Leave out every picture, then transcribe the rest of the listing exactly.

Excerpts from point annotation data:
____

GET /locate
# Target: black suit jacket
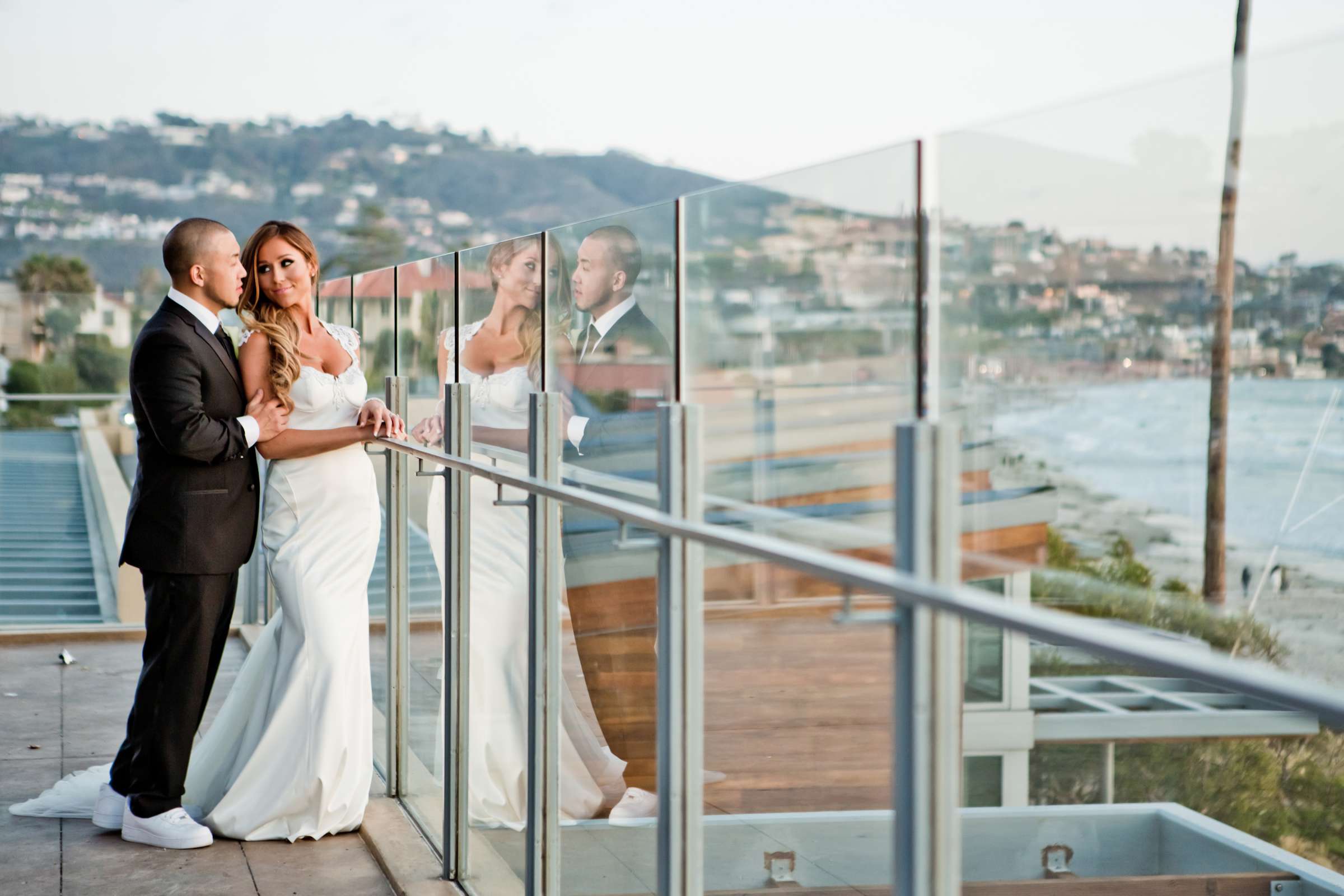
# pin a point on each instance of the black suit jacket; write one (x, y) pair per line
(194, 506)
(617, 429)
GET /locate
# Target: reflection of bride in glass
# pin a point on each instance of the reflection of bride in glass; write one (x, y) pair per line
(501, 358)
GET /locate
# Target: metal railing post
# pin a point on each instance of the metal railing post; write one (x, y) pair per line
(458, 591)
(397, 466)
(913, 763)
(928, 711)
(680, 659)
(543, 669)
(946, 667)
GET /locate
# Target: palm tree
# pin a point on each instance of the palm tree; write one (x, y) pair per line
(1215, 494)
(65, 278)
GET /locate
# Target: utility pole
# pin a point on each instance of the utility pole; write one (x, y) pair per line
(1215, 496)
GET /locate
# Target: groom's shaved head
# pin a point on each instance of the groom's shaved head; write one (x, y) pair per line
(189, 244)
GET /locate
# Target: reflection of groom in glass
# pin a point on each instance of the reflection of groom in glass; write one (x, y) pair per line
(623, 358)
(624, 370)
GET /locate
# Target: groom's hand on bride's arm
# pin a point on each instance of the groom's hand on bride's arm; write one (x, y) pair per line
(272, 418)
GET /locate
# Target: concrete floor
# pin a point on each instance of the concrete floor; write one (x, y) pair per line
(69, 718)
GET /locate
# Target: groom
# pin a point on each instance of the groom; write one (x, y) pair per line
(192, 524)
(624, 367)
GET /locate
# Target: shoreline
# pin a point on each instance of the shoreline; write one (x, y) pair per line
(1308, 615)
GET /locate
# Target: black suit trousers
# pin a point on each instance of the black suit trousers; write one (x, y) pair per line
(186, 628)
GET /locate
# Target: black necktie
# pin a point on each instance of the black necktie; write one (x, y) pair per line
(227, 343)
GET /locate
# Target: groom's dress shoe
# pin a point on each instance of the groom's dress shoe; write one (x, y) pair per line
(108, 810)
(112, 806)
(172, 829)
(636, 808)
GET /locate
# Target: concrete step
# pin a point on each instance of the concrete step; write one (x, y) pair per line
(37, 609)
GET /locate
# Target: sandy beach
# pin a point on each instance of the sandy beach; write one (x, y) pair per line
(1307, 615)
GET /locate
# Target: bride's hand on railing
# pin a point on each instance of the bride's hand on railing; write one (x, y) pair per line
(384, 421)
(431, 430)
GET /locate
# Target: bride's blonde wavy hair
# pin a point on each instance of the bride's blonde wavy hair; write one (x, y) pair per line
(530, 334)
(260, 314)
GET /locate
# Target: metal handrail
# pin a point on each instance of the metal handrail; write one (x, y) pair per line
(1244, 676)
(65, 396)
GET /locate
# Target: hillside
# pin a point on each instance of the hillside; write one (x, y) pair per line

____

**THE OUTPUT**
GET /locate
# Target: black suit jacket
# pin a point on each instance of the black suit jacket; write one (x, y) pair per line
(194, 506)
(617, 429)
GET /locate
# Target: reflection of bride in glass
# pin a point on each instance of the reflection of bride in glass; write one (x, y) pair per line
(501, 358)
GET /locate
# Target: metal railing post
# pin a point on each instance of the metal railing post; write one (x, y) pair per line
(458, 591)
(397, 466)
(913, 763)
(928, 711)
(680, 659)
(543, 669)
(946, 667)
GET /locate
# Target: palm tree
# pin a point on each instance of the palm tree; write one (x, y) pair per line
(1215, 494)
(65, 278)
GET /locate
# Target: utility pole
# pin a point on each instance of the utility pole; write one (x, y) pair per line
(1215, 496)
GET /locate
# Target: groom's shaved head
# pin a point on each instance of the groom's shaved head; write one (x, y) pair per line
(189, 244)
GET /locate
# Target: reflection of groom in glass
# pin a point on each instance of the reflection of groom in glass; write one (x, y) pair per line
(623, 358)
(624, 370)
GET /locate
# Target: groom's hand on bride's arm
# pin a point on each instance of the groom's hand on bride's arm; write one (x, y) pair per line
(272, 418)
GET /locate
# Target: concrete floor
# pin a point on each instance of the concrete floor; write one (x, y) pair per line
(69, 718)
GET /locate
# Target: groom
# pin a point on each instance of the groom; write one (x, y) pair per line
(192, 524)
(624, 367)
GET /locate
# Target: shoreline
# pin a point on each instance of the shoreline; write one (x, y) pair per line
(1308, 615)
GET /locate
# Target: black suit trousers
# pin a point on each instance of the black suit trousers; write one (x, y) pair per line
(186, 628)
GET /locate
# Target: black necktie
# pin a point on each instance of the black necktie; write one (x, y) pair per line
(227, 343)
GET /locate
# Target: groom's dress shoe
# pin a point on each instance of the groom's dress shoe; write one (x, y) pair per line
(108, 810)
(112, 806)
(172, 829)
(636, 808)
GET /locate
# Target: concrete step
# pin a point on each instance of the concrete step; write one (x, y) pair per line
(37, 609)
GET /locate
# Target: sandy beach
# pin a point on each instance of the sandy beach; write one (x, y) pair per line
(1307, 615)
GET /locate
# Target: bride's hand on railing
# pin a point on each instance of the bride's hand on railing; write one (x, y) pair per line
(384, 421)
(431, 430)
GET /locate
# Target: bride's blonde wavy hair
# pin a point on each instance of the bride's blonde wavy hair; write one (x, y) pair per line
(530, 334)
(260, 314)
GET /locate
# Target: metal handrail
# pin a point on each instance of the metal handrail; write one (x, y) pair per line
(1244, 676)
(65, 396)
GET /locate
# Target: hillside
# pin a point on each instance of the hillside; write one (x, y) pair per line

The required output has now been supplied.